Task instructions:
Whenever the word "Objective" appears on a line of the material below, that line is counted; state the total alone.
########
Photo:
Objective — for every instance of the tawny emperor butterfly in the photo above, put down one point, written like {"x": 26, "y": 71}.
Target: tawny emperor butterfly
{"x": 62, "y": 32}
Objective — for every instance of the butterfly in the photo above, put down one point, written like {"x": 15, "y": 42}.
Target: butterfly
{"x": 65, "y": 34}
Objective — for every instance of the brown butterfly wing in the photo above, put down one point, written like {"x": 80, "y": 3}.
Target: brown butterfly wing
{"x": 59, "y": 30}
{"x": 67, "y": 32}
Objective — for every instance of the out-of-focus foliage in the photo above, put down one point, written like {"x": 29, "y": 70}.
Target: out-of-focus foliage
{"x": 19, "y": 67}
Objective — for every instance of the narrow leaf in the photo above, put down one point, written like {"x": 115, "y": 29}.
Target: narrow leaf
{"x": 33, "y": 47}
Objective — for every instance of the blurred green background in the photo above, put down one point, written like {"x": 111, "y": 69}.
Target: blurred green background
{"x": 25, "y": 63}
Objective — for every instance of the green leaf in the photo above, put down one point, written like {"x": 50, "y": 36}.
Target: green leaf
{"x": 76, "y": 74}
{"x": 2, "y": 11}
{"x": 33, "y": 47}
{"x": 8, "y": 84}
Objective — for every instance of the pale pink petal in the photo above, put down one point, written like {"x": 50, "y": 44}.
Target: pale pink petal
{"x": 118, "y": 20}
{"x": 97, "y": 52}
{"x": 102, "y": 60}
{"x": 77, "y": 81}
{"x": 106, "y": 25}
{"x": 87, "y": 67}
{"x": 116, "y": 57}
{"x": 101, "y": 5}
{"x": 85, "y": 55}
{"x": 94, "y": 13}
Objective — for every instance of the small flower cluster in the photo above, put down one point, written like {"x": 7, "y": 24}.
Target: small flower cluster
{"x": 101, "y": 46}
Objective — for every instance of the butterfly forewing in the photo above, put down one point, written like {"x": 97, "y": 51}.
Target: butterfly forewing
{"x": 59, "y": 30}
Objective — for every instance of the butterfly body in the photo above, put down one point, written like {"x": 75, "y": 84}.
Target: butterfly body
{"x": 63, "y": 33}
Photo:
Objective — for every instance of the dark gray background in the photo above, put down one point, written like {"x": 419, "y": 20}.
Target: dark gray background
########
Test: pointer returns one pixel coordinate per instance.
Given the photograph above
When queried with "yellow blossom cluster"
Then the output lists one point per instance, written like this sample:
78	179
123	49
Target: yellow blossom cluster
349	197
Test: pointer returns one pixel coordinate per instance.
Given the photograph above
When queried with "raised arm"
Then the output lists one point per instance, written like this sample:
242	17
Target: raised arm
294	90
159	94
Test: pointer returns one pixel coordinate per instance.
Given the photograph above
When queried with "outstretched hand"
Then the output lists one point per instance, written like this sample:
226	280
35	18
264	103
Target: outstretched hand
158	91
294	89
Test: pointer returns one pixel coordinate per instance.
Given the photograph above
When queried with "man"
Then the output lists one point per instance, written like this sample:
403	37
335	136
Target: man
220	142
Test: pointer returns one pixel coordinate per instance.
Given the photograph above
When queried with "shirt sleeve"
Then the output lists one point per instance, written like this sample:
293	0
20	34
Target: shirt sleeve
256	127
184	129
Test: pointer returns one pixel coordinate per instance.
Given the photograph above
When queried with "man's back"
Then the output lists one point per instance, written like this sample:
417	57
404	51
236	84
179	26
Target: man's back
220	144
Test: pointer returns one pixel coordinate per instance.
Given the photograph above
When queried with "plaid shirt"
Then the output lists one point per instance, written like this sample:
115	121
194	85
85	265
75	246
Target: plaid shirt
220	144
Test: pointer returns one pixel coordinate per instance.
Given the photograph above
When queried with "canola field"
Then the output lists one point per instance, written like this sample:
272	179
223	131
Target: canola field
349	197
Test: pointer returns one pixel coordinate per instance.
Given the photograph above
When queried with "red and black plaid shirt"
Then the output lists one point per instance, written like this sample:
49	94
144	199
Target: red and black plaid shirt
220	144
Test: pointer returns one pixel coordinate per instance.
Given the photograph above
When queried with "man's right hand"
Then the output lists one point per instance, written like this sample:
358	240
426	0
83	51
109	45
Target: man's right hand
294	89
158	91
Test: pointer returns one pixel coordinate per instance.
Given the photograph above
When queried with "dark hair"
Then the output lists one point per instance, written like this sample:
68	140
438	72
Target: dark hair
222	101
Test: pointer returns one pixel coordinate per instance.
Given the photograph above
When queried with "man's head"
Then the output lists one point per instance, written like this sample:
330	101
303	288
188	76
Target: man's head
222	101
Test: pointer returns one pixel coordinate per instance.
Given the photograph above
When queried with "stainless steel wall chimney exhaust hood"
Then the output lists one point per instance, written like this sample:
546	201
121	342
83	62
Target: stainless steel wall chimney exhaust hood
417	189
########
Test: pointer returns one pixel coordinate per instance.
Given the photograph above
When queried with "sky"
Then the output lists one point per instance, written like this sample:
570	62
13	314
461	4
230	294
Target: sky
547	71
########
Result of this exercise:
12